* What this task involves *
Pull out, unchanged, the lines from the one containing "Objective — drop one pin on each instance of the highway" through the final line.

* Information provided *
------------------------------

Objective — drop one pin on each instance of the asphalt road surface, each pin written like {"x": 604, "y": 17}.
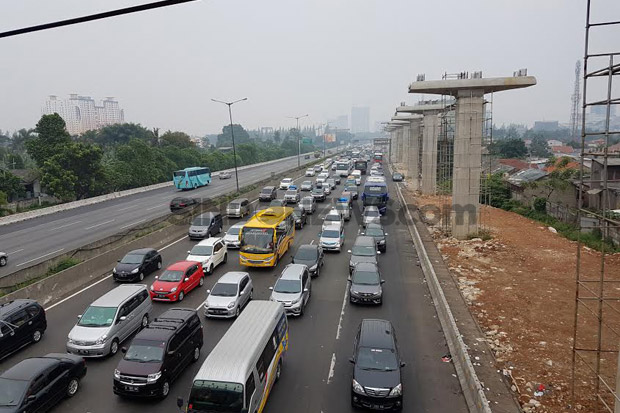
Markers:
{"x": 316, "y": 375}
{"x": 35, "y": 240}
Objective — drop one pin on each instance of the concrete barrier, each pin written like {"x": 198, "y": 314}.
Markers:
{"x": 470, "y": 384}
{"x": 23, "y": 216}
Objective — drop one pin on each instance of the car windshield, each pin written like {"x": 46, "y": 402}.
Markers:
{"x": 257, "y": 240}
{"x": 330, "y": 233}
{"x": 145, "y": 351}
{"x": 202, "y": 250}
{"x": 363, "y": 250}
{"x": 97, "y": 317}
{"x": 132, "y": 259}
{"x": 306, "y": 254}
{"x": 376, "y": 359}
{"x": 11, "y": 392}
{"x": 365, "y": 277}
{"x": 215, "y": 396}
{"x": 171, "y": 276}
{"x": 224, "y": 290}
{"x": 287, "y": 286}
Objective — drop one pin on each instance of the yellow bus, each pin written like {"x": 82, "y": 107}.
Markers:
{"x": 266, "y": 237}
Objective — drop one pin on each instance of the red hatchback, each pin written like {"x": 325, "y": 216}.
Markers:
{"x": 178, "y": 279}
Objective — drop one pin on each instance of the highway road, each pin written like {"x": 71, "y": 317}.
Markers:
{"x": 316, "y": 374}
{"x": 35, "y": 240}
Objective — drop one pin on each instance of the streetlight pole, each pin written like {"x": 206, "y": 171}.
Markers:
{"x": 232, "y": 133}
{"x": 298, "y": 138}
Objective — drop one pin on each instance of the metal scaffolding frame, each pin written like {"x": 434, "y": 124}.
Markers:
{"x": 596, "y": 337}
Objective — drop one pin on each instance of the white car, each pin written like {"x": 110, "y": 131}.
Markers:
{"x": 285, "y": 183}
{"x": 211, "y": 252}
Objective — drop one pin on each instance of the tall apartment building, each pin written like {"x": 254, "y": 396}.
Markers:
{"x": 360, "y": 119}
{"x": 81, "y": 113}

------------------------------

* The result *
Objective — drop one pin on each instance of the highway road, each pin written like {"x": 71, "y": 317}.
Markers:
{"x": 316, "y": 374}
{"x": 35, "y": 240}
Objective — drop one pin on each instance of the streetlight pole, each pin written like {"x": 206, "y": 171}.
Markers:
{"x": 232, "y": 133}
{"x": 298, "y": 138}
Objective — drop one pin on each instance of the metal scaffolding frame, each pin written like {"x": 434, "y": 124}.
Markers:
{"x": 596, "y": 337}
Objective — drop one pin on each instance of the white car, each pin written like {"x": 110, "y": 131}.
Markers:
{"x": 285, "y": 183}
{"x": 211, "y": 252}
Objective — drop one pin on each instance of the tall apartment building, each pin written like {"x": 254, "y": 396}.
Markers:
{"x": 360, "y": 119}
{"x": 81, "y": 113}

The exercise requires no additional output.